§ **Exercise instructions**: Count the lines in the listing below that contain the string "every". Reply with only the number.

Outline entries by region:
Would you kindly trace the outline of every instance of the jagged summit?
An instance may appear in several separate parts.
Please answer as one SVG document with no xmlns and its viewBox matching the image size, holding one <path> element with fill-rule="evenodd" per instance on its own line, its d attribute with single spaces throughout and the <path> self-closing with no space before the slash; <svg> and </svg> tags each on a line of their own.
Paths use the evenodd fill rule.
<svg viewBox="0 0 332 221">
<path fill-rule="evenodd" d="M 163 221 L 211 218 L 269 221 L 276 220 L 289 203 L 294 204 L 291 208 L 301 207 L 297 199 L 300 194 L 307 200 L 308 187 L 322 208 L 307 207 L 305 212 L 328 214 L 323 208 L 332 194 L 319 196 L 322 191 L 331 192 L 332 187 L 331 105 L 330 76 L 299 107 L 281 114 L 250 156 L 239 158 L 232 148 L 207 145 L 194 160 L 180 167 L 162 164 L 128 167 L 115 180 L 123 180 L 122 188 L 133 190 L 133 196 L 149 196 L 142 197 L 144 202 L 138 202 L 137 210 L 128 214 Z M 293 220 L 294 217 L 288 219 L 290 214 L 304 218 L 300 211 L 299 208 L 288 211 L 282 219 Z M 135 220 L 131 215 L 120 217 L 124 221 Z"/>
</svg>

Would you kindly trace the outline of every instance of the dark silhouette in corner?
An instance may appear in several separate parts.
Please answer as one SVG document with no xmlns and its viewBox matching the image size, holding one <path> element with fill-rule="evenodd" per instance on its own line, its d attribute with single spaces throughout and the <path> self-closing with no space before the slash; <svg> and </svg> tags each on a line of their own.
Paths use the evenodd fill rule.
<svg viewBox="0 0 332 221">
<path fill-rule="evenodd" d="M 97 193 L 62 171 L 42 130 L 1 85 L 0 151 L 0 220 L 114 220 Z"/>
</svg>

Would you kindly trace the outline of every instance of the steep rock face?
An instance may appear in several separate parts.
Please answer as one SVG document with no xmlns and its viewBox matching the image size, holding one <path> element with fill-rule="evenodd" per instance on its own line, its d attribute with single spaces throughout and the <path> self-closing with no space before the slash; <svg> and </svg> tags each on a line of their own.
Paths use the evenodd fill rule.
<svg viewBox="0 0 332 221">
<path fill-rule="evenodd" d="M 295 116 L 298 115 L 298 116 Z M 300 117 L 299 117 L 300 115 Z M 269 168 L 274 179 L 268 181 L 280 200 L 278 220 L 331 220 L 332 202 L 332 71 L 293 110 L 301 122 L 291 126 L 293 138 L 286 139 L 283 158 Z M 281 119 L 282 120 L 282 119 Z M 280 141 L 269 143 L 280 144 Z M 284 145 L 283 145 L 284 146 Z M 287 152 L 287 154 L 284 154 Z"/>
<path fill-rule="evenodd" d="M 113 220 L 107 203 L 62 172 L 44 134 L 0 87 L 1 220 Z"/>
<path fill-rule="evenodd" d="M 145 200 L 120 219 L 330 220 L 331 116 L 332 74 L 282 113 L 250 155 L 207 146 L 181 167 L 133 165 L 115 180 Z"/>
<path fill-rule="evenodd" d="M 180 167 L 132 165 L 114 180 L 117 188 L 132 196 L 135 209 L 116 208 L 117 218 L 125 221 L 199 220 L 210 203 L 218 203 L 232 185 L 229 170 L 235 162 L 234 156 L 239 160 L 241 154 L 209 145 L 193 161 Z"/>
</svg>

§ **Task result**: 3